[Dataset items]

☆ ☆ ☆ ☆ ☆

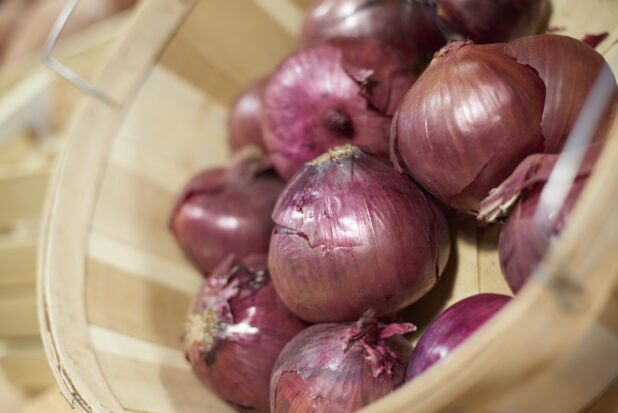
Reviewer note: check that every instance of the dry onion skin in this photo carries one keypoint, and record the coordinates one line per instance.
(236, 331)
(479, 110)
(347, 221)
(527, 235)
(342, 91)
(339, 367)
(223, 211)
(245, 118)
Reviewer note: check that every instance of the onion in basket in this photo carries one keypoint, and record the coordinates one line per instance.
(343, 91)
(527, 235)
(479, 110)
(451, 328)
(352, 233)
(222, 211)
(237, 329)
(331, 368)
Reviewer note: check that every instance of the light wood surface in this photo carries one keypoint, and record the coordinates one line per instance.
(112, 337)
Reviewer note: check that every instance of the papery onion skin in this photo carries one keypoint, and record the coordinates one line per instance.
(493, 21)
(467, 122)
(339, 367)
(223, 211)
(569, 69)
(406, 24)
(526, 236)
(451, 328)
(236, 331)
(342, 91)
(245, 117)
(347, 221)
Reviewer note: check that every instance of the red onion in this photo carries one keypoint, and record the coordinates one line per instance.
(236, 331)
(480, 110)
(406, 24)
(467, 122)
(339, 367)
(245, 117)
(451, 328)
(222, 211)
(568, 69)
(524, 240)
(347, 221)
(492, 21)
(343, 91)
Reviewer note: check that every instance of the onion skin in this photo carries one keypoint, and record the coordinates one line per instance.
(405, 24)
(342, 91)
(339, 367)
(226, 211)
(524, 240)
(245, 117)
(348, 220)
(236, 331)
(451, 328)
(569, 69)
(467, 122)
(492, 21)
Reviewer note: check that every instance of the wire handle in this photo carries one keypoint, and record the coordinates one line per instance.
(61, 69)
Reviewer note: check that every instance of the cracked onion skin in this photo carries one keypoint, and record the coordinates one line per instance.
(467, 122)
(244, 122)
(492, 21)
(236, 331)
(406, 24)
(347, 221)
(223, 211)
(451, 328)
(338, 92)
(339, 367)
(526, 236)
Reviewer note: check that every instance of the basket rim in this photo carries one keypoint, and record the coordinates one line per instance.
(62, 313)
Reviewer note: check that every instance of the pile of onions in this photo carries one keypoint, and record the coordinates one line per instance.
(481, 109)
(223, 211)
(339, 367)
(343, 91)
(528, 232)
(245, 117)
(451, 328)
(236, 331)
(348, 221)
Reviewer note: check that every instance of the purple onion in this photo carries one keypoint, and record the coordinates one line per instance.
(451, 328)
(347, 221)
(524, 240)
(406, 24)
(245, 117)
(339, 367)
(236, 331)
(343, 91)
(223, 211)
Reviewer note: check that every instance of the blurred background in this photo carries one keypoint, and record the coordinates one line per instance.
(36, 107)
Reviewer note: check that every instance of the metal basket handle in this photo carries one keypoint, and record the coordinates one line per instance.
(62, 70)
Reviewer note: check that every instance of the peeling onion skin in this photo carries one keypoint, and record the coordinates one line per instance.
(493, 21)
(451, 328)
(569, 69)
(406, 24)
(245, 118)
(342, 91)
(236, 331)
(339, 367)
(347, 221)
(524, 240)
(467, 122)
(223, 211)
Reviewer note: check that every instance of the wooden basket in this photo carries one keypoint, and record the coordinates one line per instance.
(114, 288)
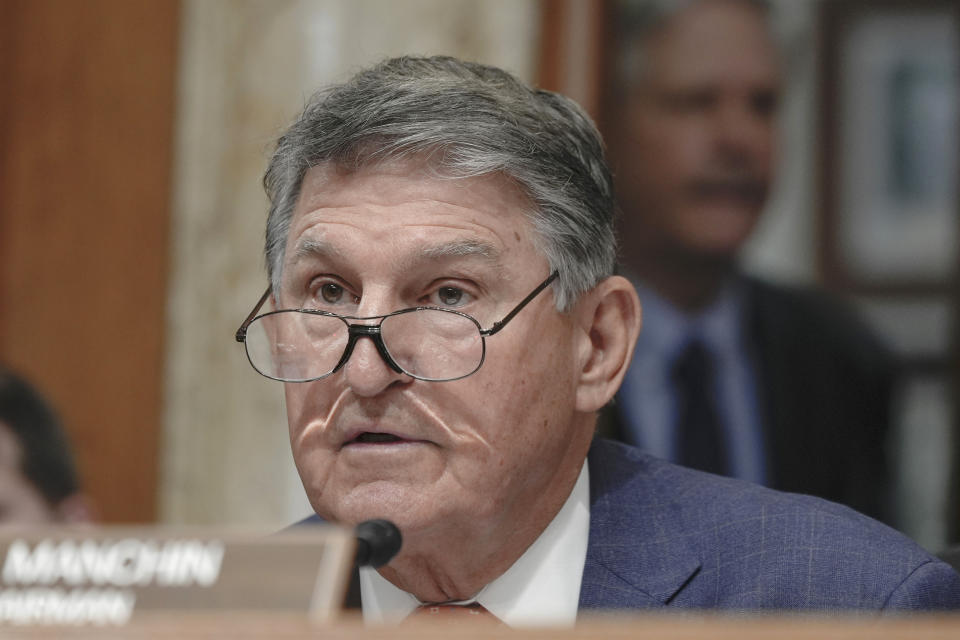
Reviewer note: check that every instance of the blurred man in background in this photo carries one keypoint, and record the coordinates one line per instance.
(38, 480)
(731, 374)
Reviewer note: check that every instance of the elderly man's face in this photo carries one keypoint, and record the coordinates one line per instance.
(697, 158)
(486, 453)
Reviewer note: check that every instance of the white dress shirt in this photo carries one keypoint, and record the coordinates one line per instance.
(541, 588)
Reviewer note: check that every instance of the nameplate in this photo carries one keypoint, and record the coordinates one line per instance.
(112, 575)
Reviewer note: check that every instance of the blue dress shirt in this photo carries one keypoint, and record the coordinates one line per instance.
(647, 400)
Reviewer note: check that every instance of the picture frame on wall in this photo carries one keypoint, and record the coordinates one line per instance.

☆ ☆ ☆ ☆ ☆

The records above need to be reproduced exactly, with all images omitted.

**Problem solution:**
Reviewer note: check that every instance of the dry onion skin in this photo carries one keypoint, and record the coordinates one line per instance.
(236, 331)
(479, 110)
(347, 221)
(527, 235)
(342, 91)
(339, 367)
(223, 211)
(245, 118)
Reviewer note: check that every instance of the onion in basket in this photo carries one keypoint, and record the coordinates one line per instance.
(343, 91)
(527, 235)
(479, 110)
(451, 328)
(352, 233)
(222, 211)
(237, 329)
(331, 368)
Reviewer note: check that every instance of the light wood surface in this photo carries one keypoint, and record the coordinates one line per instance.
(112, 337)
Reviewer note: check that every instance of the papery onion skin in this photo carries one keypoint, and record the coordinates one line per instance.
(493, 21)
(467, 122)
(339, 367)
(223, 211)
(569, 69)
(406, 24)
(526, 236)
(451, 328)
(236, 331)
(342, 91)
(245, 117)
(347, 221)
Reviewer note: check that every instance of the red onion in this photo carries one keypoint, and record the coordinates one line per instance.
(236, 331)
(480, 110)
(406, 24)
(467, 122)
(339, 367)
(245, 117)
(451, 328)
(222, 211)
(568, 69)
(524, 240)
(347, 221)
(492, 21)
(343, 91)
Reviewer note: check that every instance of the onion skin in this photo carries one keypoint, and record the coordinates one line per instance.
(405, 24)
(342, 91)
(339, 367)
(226, 211)
(524, 240)
(245, 117)
(348, 220)
(236, 331)
(451, 328)
(569, 69)
(467, 122)
(492, 21)
Reviewer note: check that every instance of the wire handle in this photo carries one keypoint, and record the coordinates one line per instance.
(61, 69)
Reviewer note: check that every instance of the cracked onion skin in this photo carries one keypoint, and record the coordinates one line per instance.
(467, 122)
(244, 122)
(492, 21)
(236, 331)
(406, 24)
(347, 221)
(223, 211)
(451, 328)
(338, 92)
(339, 367)
(526, 236)
Reviewer note: check that every instance of the basket rim in this photo carries one keypoint, and record the coordinates one line per instance.
(62, 313)
Reviewer note: check that every instance of the pile of onions in this photo carries one keypoint, and record the coordinates one line per instance.
(481, 109)
(223, 211)
(339, 367)
(343, 91)
(528, 232)
(245, 117)
(451, 328)
(236, 331)
(348, 221)
Reviewer note: check that every instance of the purple onion in this photo carries one keypoint, and record the coordinates one line per instance.
(451, 328)
(347, 221)
(524, 240)
(406, 24)
(245, 117)
(339, 367)
(236, 331)
(343, 91)
(223, 211)
Reviewer note: check that every instance of the blurred background in this photo carries one keypoint, and record the coordinates one line per instance.
(36, 107)
Reviewer note: check that every instance of the metal basket handle in this photo carries one keypoint, and record the coordinates one line per instance.
(62, 70)
Reviewer note: check that every instance of the peeling onion skin in this photo carries one keypoint, and record the coordinates one line per instance.
(493, 21)
(451, 328)
(569, 69)
(406, 24)
(245, 118)
(342, 91)
(236, 331)
(339, 367)
(347, 221)
(524, 240)
(467, 122)
(223, 211)
Reviewer note: check that every instance of the wooden basket in this photo carries one keypoint, and record the coordinates one line per instance.
(114, 288)
Reviewer note: check that every instance of the blurred man in background in this photo carries one keypoint, and record the coordinates one line per instance.
(38, 480)
(731, 374)
Reviewer note: check that every instance of the elderly man's face in this photo carries one keypoint, and record the coordinates one line per instance.
(697, 158)
(486, 453)
Reviewer note: check that every instance of the white dress shirt in this photo carries one keypoint, and record the coordinates one line per instance.
(541, 588)
Reviewer note: check that every instance of the nameplate in this photo carries one keypoint, and record the coordinates one line per instance.
(112, 575)
Reviewer note: check that every instance of the blue dress shirt in this photo carries one keypoint, and record the coordinates one line per instance.
(647, 400)
Reviewer note: check that every instance of the picture frame on wall in this photo carries one keypoint, and record the coordinates one line per instance.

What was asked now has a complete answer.